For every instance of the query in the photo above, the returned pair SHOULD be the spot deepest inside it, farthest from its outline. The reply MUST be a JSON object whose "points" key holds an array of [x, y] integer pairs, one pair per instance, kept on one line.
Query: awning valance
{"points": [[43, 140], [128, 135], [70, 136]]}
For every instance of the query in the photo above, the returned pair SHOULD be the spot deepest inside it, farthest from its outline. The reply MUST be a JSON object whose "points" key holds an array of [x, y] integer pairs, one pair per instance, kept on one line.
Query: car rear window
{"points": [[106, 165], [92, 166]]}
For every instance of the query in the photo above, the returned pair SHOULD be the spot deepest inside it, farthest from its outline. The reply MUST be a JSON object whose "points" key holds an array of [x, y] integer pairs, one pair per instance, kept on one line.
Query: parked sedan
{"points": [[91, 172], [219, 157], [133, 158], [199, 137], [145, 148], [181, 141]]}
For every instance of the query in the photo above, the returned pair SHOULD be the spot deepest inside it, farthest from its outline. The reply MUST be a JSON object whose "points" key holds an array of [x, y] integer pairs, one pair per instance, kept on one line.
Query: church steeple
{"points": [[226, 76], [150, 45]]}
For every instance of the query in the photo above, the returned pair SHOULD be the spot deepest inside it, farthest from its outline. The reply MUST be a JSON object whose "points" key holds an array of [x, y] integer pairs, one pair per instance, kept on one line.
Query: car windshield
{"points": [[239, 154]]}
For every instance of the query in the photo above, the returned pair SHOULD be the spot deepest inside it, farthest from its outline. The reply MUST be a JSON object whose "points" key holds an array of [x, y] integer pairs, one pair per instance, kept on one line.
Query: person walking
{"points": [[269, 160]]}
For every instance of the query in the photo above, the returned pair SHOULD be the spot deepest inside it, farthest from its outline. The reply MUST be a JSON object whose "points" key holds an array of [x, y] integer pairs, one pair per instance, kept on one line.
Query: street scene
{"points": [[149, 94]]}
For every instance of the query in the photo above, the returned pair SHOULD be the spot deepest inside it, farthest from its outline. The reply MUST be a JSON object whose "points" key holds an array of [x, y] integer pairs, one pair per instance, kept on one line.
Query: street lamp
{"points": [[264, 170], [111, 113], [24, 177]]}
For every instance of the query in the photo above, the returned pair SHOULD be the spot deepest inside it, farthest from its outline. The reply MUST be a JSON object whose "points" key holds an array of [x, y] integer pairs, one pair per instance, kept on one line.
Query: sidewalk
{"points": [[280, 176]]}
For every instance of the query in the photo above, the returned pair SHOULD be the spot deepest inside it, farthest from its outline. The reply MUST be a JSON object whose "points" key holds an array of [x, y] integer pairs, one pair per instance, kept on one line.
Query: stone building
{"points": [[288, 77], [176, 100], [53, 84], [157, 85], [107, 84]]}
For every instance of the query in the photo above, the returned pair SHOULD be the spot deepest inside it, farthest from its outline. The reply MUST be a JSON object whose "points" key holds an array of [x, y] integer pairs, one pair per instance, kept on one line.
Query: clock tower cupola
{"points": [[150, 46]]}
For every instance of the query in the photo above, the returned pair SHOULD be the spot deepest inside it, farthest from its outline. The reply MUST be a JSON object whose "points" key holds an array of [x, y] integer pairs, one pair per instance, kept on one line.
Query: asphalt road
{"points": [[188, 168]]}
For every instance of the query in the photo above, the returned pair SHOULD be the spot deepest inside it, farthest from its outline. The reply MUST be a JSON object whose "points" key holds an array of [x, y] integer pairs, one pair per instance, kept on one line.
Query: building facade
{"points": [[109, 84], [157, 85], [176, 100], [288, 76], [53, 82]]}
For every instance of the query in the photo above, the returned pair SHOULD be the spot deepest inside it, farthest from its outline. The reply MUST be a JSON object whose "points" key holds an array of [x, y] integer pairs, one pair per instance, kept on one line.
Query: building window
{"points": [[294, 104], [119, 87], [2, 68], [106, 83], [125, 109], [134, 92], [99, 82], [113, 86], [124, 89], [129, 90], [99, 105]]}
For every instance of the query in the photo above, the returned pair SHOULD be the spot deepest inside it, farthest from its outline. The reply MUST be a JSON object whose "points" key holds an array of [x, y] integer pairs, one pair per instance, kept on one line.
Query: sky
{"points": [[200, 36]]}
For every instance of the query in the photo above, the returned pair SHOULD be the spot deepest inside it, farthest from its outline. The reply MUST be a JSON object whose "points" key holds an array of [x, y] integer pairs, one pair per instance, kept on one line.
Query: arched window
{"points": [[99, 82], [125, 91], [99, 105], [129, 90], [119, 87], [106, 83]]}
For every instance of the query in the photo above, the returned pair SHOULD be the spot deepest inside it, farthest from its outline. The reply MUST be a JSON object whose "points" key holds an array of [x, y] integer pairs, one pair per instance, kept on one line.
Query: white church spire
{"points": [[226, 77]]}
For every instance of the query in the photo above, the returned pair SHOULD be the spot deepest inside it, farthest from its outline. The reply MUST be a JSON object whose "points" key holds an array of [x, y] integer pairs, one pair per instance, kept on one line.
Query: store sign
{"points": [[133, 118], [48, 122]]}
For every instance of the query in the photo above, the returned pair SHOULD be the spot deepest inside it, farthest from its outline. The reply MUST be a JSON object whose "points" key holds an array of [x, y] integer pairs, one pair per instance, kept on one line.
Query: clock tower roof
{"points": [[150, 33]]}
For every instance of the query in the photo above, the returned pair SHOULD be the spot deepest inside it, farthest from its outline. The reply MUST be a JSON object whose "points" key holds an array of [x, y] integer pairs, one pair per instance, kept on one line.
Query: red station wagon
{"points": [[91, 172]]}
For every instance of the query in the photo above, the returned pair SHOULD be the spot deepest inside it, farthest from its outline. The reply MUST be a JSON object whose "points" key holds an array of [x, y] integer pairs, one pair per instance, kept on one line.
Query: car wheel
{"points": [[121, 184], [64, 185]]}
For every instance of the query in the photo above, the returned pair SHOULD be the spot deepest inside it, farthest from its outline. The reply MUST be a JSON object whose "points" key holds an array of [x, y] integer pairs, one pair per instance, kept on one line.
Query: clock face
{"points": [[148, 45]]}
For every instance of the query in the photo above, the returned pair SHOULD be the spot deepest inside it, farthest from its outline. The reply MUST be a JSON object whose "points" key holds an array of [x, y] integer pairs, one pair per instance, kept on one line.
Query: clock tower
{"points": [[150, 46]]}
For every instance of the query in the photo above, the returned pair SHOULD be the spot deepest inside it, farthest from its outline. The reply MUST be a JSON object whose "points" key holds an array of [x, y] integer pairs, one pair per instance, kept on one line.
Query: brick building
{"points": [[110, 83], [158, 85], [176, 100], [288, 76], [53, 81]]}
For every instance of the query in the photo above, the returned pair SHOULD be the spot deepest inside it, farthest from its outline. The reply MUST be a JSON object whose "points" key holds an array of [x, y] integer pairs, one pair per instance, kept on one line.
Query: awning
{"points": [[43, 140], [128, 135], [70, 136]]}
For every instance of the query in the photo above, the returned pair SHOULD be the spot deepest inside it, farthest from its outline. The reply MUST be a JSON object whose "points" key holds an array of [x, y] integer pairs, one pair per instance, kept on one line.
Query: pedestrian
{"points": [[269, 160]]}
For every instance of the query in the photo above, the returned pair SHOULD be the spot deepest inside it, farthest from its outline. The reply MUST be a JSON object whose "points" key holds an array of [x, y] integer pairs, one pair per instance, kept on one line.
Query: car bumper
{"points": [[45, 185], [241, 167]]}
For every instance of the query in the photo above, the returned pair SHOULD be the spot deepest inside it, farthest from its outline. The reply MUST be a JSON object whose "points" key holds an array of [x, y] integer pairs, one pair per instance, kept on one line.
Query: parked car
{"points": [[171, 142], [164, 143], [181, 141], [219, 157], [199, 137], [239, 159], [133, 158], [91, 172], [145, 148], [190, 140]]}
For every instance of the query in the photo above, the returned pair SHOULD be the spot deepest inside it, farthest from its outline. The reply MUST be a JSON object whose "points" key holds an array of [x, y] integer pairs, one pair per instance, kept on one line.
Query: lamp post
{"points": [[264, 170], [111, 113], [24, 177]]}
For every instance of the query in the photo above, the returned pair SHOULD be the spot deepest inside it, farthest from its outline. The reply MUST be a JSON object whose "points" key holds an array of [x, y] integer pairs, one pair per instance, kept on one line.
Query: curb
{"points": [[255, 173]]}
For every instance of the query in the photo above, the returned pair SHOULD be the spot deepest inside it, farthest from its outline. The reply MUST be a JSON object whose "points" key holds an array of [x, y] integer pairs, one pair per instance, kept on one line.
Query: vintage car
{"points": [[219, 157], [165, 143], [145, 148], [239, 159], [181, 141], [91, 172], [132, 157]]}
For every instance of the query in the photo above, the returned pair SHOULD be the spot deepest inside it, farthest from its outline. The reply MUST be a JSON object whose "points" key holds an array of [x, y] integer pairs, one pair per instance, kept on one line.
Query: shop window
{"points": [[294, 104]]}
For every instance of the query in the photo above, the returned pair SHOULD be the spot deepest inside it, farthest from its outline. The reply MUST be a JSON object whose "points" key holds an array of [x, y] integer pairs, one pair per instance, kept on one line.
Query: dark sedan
::::
# [What is being asked]
Collect every line in the rows above that contains the word "window" and list those lines in their original order.

# [Complete response]
Query: car rear window
Query: building window
Query: arched window
Query: shop window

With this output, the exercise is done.